Given problem: Please filter the items below and copy out every line that contains the word "woman", treating uppercase and lowercase as different.

(Object detection data)
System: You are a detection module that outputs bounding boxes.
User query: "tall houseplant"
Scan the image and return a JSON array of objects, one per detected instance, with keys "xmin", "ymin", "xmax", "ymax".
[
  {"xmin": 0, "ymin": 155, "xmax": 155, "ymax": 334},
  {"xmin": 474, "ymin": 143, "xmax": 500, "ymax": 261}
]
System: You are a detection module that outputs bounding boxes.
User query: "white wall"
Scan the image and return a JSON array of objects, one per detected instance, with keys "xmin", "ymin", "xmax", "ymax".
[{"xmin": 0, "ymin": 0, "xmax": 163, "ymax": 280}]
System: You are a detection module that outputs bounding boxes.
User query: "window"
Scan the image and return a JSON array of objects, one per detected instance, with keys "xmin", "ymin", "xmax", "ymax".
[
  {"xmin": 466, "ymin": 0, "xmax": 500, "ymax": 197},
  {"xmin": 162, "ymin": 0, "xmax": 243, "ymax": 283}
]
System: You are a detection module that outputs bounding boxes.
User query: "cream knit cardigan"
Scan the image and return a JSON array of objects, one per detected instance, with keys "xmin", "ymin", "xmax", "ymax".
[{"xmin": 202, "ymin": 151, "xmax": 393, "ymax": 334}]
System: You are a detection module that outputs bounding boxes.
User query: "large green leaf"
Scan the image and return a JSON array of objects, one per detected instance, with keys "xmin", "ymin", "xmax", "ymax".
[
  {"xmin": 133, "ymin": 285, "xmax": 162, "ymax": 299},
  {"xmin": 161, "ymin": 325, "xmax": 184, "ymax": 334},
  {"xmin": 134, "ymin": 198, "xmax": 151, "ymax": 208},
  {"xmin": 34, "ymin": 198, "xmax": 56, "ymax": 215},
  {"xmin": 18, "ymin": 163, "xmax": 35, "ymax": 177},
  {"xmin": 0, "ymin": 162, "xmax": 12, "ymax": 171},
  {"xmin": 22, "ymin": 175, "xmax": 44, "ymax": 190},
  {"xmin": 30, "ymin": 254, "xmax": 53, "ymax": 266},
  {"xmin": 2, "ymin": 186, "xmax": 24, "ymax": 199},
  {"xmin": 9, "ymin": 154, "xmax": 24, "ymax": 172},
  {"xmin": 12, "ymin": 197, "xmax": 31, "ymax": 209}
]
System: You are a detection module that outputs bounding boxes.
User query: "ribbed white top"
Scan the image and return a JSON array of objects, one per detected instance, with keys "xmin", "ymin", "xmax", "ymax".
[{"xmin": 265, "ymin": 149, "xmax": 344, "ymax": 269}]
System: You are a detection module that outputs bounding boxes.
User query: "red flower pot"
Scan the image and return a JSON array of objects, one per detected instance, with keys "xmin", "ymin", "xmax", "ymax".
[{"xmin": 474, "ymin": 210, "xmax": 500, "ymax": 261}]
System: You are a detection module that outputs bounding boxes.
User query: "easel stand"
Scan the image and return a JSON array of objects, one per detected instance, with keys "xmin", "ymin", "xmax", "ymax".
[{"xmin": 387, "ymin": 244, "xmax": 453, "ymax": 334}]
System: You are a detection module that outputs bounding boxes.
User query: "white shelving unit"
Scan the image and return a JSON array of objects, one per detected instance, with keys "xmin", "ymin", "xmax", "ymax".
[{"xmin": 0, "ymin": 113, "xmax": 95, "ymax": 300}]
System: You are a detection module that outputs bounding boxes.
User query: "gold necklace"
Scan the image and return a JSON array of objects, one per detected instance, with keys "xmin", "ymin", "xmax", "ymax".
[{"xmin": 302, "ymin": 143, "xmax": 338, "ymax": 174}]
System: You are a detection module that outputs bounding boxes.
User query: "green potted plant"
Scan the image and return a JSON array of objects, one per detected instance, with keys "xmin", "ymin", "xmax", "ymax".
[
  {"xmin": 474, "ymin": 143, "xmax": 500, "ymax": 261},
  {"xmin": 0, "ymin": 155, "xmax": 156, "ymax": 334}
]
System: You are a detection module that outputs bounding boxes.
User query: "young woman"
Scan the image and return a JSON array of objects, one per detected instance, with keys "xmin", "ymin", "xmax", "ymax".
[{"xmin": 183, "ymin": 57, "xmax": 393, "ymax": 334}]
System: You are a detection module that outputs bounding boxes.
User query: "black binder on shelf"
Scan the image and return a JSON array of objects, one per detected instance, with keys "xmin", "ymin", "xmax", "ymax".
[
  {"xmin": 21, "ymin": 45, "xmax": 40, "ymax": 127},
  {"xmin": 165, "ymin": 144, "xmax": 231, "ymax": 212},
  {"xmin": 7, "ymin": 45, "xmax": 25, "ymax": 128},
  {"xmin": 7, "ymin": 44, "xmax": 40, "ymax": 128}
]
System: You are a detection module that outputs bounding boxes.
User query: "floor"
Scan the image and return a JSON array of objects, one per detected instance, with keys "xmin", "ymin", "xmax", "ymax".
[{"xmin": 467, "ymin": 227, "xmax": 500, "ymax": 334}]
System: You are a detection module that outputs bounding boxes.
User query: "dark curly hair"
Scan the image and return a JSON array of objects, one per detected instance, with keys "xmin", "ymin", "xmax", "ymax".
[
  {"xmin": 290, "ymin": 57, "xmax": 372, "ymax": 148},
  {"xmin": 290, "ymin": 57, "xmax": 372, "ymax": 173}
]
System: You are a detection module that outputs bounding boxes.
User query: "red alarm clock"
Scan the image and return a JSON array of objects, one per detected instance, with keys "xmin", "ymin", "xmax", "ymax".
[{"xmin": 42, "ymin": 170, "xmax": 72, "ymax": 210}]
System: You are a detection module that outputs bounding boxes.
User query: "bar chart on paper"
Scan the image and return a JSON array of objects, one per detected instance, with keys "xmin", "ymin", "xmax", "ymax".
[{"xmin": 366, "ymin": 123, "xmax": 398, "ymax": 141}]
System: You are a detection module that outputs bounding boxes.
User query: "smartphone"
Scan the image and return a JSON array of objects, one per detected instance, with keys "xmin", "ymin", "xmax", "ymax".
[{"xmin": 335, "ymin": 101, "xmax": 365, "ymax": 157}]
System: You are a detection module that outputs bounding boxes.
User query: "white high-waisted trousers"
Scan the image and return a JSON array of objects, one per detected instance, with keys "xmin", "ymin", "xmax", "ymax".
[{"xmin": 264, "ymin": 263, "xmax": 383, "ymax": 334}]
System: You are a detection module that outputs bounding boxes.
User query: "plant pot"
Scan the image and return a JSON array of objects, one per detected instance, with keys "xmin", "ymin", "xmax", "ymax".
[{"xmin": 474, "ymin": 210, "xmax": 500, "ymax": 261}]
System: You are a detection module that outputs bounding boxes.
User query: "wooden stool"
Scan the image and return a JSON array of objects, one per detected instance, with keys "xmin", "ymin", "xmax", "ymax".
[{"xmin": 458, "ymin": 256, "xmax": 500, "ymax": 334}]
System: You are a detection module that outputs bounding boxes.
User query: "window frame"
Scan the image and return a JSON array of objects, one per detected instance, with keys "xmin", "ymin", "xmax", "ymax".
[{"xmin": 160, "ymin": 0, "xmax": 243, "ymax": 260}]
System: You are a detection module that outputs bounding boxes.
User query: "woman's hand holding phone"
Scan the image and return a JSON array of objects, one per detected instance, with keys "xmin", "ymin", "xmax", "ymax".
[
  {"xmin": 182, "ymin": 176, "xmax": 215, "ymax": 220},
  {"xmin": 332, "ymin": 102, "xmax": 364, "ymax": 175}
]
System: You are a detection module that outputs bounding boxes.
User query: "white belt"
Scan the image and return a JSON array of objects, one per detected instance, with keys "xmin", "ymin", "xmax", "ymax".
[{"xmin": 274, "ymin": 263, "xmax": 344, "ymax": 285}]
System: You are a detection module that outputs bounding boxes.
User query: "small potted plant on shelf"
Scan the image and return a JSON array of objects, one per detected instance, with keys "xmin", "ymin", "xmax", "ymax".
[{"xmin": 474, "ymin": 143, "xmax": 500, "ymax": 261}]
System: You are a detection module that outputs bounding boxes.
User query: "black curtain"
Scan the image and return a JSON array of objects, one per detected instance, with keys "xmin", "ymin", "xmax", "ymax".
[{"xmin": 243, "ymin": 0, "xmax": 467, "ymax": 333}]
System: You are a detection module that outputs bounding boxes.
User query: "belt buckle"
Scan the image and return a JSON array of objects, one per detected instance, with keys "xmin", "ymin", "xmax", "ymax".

The response:
User query: "young woman"
User query: "woman's hand holding phone"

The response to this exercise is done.